What you will do: Turn the stretch of entries from the start through the line containing "pixel 47 131" into a JSON list of strings, one string per line and no strings for blank lines.

## start Dataset records

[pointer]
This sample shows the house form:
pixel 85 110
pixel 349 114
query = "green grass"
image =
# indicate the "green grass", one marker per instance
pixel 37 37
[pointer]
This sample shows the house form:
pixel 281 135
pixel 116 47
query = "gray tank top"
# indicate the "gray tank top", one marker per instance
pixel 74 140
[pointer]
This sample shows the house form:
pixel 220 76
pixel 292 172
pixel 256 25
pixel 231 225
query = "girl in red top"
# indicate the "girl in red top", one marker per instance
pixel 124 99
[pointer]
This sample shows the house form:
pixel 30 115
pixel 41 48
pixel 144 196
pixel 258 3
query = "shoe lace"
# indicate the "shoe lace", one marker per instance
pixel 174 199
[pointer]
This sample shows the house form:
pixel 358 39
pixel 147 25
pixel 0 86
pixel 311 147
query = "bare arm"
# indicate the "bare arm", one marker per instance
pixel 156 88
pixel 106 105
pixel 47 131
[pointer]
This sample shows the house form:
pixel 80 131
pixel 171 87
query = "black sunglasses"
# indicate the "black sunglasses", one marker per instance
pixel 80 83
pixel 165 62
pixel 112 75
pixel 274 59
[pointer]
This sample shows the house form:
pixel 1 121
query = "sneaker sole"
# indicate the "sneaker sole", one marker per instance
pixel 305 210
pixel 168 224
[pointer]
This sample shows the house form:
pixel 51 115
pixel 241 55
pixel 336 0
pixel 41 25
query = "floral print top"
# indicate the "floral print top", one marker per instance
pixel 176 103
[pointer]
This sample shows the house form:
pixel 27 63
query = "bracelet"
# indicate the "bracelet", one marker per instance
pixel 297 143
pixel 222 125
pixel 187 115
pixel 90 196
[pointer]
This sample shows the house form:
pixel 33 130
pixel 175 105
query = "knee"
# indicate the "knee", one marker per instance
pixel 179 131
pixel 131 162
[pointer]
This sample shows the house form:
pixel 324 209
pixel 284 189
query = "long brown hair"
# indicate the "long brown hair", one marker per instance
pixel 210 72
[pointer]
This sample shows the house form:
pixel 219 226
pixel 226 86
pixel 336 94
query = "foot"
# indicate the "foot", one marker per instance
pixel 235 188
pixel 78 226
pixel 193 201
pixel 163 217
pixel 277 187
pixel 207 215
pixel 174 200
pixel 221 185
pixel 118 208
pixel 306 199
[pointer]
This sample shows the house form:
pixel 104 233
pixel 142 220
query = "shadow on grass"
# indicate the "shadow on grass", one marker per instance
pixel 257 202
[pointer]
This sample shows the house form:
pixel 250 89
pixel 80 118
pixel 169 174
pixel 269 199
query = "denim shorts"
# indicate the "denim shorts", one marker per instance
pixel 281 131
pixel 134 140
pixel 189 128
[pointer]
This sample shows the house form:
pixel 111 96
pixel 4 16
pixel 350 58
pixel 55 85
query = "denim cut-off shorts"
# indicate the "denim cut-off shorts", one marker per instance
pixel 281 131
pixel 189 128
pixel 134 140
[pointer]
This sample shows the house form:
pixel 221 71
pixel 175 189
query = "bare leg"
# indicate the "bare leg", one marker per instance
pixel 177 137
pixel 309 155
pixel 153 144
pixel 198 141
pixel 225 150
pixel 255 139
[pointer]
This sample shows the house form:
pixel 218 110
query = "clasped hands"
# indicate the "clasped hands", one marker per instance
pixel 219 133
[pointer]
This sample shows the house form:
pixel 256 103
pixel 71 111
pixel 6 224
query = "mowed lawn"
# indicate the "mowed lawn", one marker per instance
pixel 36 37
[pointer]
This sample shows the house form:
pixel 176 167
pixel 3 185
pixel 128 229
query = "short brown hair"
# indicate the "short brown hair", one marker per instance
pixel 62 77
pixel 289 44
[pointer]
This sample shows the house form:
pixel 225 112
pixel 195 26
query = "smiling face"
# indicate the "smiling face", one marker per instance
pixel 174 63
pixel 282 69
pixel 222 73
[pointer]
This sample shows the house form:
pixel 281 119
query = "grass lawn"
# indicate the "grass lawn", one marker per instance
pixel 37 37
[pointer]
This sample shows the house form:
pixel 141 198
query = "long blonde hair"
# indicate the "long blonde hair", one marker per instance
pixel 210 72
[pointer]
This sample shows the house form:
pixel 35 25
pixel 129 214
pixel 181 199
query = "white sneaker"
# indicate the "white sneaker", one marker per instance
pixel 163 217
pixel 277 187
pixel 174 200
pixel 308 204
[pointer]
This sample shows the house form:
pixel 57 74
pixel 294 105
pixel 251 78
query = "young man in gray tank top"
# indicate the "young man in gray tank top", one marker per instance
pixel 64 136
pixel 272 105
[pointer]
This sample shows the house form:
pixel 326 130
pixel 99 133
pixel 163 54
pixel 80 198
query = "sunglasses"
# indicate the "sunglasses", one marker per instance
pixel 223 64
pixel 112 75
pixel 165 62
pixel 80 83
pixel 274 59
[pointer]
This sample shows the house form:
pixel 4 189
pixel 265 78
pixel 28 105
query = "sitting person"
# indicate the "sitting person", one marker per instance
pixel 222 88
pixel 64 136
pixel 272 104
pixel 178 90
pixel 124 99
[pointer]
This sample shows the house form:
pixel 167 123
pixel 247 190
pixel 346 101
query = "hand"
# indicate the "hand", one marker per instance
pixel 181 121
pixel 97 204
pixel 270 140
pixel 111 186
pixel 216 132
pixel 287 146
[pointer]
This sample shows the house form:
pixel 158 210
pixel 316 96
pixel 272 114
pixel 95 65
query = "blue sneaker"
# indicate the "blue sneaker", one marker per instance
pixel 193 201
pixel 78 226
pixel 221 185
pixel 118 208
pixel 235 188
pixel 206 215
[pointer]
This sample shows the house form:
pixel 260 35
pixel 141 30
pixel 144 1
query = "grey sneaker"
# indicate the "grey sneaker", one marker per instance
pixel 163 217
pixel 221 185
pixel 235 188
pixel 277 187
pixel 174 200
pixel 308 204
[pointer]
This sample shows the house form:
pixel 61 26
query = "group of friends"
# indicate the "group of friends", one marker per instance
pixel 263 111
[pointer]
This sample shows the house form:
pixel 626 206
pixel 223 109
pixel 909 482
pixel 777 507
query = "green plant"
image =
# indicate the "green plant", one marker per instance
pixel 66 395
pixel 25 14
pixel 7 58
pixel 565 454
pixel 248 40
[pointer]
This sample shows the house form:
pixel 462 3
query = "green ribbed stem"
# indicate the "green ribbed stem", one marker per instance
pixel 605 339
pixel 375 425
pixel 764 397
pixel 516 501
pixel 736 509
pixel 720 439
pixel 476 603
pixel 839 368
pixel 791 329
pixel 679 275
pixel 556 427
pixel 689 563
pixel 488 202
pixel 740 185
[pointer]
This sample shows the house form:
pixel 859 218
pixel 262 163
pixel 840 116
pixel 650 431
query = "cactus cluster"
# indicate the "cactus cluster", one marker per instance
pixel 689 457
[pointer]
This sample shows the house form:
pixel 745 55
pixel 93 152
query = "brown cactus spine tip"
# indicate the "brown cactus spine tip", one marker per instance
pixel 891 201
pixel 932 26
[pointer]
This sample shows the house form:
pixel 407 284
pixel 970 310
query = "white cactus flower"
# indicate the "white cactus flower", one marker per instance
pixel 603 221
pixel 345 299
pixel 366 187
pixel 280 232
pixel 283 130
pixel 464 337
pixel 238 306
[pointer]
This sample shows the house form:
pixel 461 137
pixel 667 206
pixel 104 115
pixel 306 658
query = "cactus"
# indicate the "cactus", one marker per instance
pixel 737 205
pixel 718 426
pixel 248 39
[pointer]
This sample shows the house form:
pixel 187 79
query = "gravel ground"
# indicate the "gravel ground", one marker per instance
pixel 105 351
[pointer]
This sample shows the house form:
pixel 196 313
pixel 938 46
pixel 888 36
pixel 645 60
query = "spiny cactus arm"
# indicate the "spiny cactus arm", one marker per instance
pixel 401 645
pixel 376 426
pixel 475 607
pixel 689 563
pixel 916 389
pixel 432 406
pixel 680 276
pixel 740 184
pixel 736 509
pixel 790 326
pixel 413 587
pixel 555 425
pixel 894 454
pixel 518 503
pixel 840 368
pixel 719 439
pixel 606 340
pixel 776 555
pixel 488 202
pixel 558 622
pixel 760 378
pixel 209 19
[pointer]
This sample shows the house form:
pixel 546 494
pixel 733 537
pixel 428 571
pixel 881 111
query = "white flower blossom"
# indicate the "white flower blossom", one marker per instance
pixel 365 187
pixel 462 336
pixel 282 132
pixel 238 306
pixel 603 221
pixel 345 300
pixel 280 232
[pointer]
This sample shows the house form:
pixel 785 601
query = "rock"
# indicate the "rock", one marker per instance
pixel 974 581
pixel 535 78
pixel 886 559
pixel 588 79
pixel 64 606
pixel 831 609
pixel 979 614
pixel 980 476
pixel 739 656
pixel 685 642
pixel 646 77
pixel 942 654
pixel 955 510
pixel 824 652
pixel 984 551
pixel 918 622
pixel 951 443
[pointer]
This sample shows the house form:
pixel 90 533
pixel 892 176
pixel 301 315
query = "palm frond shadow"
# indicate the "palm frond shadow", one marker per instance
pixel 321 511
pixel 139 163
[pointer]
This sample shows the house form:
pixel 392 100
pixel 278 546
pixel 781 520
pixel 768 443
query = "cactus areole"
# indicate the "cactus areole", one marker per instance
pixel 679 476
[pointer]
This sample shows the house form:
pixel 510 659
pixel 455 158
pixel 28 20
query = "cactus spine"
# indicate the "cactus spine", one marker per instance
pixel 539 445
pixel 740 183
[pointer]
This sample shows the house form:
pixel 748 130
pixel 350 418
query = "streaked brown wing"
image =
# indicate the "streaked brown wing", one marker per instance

## end Dataset records

Full answer:
[
  "[pointer]",
  "This sample shows the house form:",
  "pixel 85 110",
  "pixel 349 114",
  "query = \"green grass\"",
  "image =",
  "# indicate the \"green grass\", one marker per instance",
  "pixel 37 37",
  "[pointer]",
  "This sample shows the house form:",
  "pixel 281 135",
  "pixel 116 47",
  "query = \"gray tank top\"",
  "# indicate the \"gray tank top\", one marker per instance",
  "pixel 74 140",
  "[pointer]",
  "This sample shows the house form:",
  "pixel 220 76",
  "pixel 292 172",
  "pixel 256 25",
  "pixel 231 225",
  "query = \"girl in red top\"",
  "# indicate the \"girl in red top\", one marker per instance",
  "pixel 124 99",
  "[pointer]",
  "This sample shows the house form:",
  "pixel 30 115",
  "pixel 41 48",
  "pixel 144 196",
  "pixel 258 3",
  "query = \"shoe lace\"",
  "# indicate the \"shoe lace\", one marker per instance",
  "pixel 174 199",
  "[pointer]",
  "This sample shows the house form:",
  "pixel 358 39",
  "pixel 147 25",
  "pixel 0 86",
  "pixel 311 147",
  "query = \"bare arm\"",
  "# indicate the \"bare arm\", one marker per instance",
  "pixel 156 88",
  "pixel 106 105",
  "pixel 47 131"
]